La suprema corte di Cassazione

L'avvocato Marco Valerio Mazzatosta

L’avvocato Marco Valerio Mazzatosta

Cellere – (sil.co.) – Gli concedono l’affidamento in prova ai servizi sociali al posto di un anno di reclusione per una vecchia condanna. Ma trascorsi otto mesi l’imputato aggredisce un fabbro del paese e il tribunale di sorveglianza di Roma dispone la revoca dichiarando non computabile, al fine dell’espiazione della pena, l’intero periodo trascorso in misura alternativa. Secondo la corte di cassazione vanno però spiegate le ragioni per le quali il periodo di otto mesi trascorso in affidamento non debba considerarsi come pena espiata. 

Protagonista un noto pregiudicato cinquantenne di Cellere, Stefano Radicetti, che a febbraio 2012, nel pieno dello storico nevone, sequestrò un assessore del piccolo comune dell’Alta Tuscia.

#### Dati estratti:
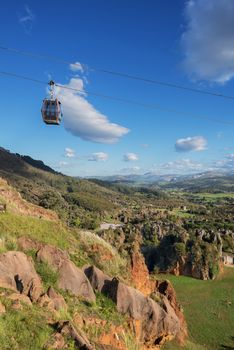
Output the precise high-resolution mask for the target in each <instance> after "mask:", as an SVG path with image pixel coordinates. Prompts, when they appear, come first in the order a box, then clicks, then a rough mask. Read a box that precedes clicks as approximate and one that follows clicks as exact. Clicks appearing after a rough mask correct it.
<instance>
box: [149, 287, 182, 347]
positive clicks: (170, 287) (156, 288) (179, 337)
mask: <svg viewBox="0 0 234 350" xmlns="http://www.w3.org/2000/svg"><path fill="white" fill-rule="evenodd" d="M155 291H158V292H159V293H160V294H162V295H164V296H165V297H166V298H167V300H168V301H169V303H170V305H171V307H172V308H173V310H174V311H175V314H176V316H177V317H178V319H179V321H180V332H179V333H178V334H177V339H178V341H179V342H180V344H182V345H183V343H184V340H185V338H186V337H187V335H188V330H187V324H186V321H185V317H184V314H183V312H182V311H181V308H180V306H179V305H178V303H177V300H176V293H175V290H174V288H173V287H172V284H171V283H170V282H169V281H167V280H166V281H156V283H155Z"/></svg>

---

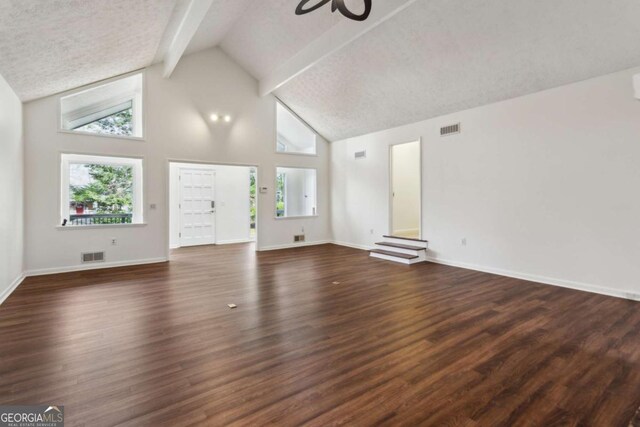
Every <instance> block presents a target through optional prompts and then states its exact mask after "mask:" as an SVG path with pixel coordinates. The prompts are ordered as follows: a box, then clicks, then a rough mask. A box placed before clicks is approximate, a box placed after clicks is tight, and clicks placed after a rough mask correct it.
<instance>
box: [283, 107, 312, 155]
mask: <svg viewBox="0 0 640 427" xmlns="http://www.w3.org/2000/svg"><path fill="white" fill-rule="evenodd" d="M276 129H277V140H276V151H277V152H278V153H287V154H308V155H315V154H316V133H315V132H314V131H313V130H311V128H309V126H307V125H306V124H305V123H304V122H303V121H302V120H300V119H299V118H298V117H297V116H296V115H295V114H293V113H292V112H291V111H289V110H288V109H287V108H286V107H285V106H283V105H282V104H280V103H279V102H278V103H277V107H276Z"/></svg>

#### Cosa fare:
Riscrivi il passo del testo che comincia con le parole "L’avvocato Marco Valerio" e finisce con "comune dell’Alta Tuscia.", sostituendo "affidamento" con "affido". Le righe non servono per svolgere l'esercizio.

#### La tua risposta:
L’avvocato Marco Valerio Mazzatosta

Cellere – (sil.co.) – Gli concedono l’affido in prova ai servizi sociali al posto di un anno di reclusione per una vecchia condanna. Ma trascorsi otto mesi l’imputato aggredisce un fabbro del paese e il tribunale di sorveglianza di Roma dispone la revoca dichiarando non computabile, al fine dell’espiazione della pena, l’intero periodo trascorso in misura alternativa. Secondo la corte di cassazione vanno però spiegate le ragioni per le quali il periodo di otto mesi trascorso in affido non debba considerarsi come pena espiata. 

Protagonista un noto pregiudicato cinquantenne di Cellere, Stefano Radicetti, che a febbraio 2012, nel pieno dello storico nevone, sequestrò un assessore del piccolo comune dell’Alta Tuscia.